### What the exercise asks
Count the lines in the rows below that contain the string "object", with case-sensitive matching. Return only the number.

>> BEGIN Input

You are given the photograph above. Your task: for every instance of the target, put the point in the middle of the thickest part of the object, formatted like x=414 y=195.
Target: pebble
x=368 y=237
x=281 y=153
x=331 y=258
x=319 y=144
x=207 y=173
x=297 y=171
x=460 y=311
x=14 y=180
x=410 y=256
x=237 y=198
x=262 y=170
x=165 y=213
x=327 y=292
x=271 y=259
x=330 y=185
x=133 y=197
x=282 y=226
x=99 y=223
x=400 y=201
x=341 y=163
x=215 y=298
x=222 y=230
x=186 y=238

>> END Input

### The solution
1